Set task
Change "sample" to "example" in the stretch of the listing from its start through the line containing "POLYGON ((59 89, 24 59, 9 77, 27 106, 59 89))", and give that stretch again with everything else left as it is.

Records for this task
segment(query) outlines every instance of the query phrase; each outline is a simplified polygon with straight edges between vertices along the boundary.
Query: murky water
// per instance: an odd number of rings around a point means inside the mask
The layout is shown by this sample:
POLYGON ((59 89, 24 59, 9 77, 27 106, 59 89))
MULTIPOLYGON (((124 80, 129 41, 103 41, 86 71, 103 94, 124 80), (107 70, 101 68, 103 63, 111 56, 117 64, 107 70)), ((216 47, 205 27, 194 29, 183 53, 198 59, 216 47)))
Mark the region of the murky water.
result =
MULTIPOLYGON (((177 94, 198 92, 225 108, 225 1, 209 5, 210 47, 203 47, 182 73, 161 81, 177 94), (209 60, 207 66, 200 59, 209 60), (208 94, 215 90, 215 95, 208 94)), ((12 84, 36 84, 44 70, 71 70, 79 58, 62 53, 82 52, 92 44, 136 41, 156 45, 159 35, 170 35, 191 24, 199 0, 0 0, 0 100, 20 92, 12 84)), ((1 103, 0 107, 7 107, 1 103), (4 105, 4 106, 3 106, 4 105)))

Exercise result
segment(query) outlines every instance of the query phrase; each outline is a simplified polygon with straight edges between vertices along the boundary.
Query: murky water
// per instance: an odd number of rings around a point means inside the mask
The layout is shown by this example:
POLYGON ((59 89, 24 59, 9 77, 27 106, 59 89))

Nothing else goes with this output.